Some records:
────────

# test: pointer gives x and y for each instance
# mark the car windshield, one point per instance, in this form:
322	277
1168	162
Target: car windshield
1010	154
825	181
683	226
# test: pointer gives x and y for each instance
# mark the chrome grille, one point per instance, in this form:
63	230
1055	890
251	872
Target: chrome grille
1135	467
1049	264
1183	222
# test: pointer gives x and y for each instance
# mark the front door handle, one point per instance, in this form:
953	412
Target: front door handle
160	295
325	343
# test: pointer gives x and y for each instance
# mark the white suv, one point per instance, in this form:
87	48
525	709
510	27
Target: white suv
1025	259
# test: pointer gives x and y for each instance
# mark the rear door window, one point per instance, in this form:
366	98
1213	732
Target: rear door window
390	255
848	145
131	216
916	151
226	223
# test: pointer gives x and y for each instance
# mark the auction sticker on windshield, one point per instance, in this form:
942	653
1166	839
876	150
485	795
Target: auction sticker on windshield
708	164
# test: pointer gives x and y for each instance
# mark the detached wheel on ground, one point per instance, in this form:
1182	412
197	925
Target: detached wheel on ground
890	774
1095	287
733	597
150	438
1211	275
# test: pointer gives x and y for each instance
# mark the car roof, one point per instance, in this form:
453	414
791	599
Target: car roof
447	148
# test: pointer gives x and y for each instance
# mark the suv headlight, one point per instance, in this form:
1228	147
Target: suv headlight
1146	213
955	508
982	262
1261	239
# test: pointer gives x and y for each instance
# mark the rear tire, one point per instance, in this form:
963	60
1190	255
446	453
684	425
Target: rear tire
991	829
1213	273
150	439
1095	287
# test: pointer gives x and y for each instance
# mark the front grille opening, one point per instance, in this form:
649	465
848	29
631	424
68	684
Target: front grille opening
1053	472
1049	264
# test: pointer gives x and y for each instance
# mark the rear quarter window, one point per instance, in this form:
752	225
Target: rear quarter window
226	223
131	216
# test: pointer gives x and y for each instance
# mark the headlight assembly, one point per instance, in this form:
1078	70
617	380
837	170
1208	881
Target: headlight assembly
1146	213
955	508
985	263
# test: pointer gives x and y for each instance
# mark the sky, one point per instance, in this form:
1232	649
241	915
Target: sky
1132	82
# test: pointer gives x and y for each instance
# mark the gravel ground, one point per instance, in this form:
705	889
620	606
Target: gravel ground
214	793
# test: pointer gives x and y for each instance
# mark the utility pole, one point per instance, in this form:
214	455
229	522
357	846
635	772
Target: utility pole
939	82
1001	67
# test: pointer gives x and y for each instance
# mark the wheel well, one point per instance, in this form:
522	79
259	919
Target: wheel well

────────

WORK TO DO
Write out all the records above again, exactly as they stand.

ANSWER TO THE EXERCISE
# test: pointer gives x and y for each instance
# mark the car windshield, one point per instance, in this form:
322	277
1168	162
Target: car windshield
1010	154
825	181
683	226
# test: pointer gives x and y for each instance
# mark the chrome grille, one point per instance, in this form:
63	230
1055	890
251	872
Target: chrome grille
1135	467
1049	264
1183	222
# test: pointer gives x and y for each instance
# mark the front door handle, one point per instance, in this form:
953	412
Target: front door handle
160	295
325	343
# test: pointer gives x and y for each instance
# mark the white suv, one point per instance, in this form:
87	48
525	709
510	27
Target: white suv
1025	259
# test: pointer gives x and y for each instance
# mark the rear door window, one point per instance, in this form:
366	98
1213	732
Target: rear door window
390	255
848	145
131	216
916	151
226	223
# test: pointer gives x and y for each instance
# mark the auction sticker on windshield, one point per instance, in this form:
942	653
1166	839
876	150
485	795
Target: auction sticker on windshield
708	164
# test: pointer gives x and y for each instance
# mark the detached wheel on ground, one point per instance, in this form:
1182	412
197	925
Target: detached wheel on ground
890	774
1095	287
733	597
150	438
1211	275
# test: pointer gives x and y for each instance
# mark the car roof, one point per instance, in this form:
453	414
791	599
Target: car roof
447	148
# test: pointer gives x and y for each instance
# mark the suv headlight, one point per instance, in this form:
1228	147
Target: suv headlight
1146	213
955	508
982	262
1261	239
# test: pointer gives x and y for each instance
# mark the rear tire, one point per instance, in this form:
963	60
1190	255
446	453
684	425
Target: rear tire
991	829
1213	273
150	439
1095	287
# test: pointer gives x and y for each instance
# mark the front grille opening, one point per instance, in this form:
649	465
848	29
631	424
68	684
Target: front grille opening
1053	472
1049	264
# test: pointer gives x and y for each instance
# mark the rear quarter window, one point per instance, in this form:
752	225
Target: rear quarter window
226	223
131	216
# test: pointer gives x and y for each instance
# mark the headlight assembly, one point per instance, in this form:
1078	70
617	380
837	170
1208	881
Target: headlight assembly
1146	213
955	508
985	263
# test: pointer gives x and y for each instance
# mark the sky, one point per instance, in this form:
1232	649
241	915
Target: sky
1132	82
# test: pointer gives x and y for each instance
# mark the gravel ground, one point per instance, in this form:
705	889
620	606
Target: gravel ground
214	793
# test: pointer gives x and y for each instance
# mark the utility pole, one point per instance, in this form:
214	455
229	522
357	846
635	772
Target: utility pole
939	82
1001	67
# test: pointer gives x and y for each instance
# mark the wheel well, one point per instance, in this form:
522	79
259	919
Target: wheel well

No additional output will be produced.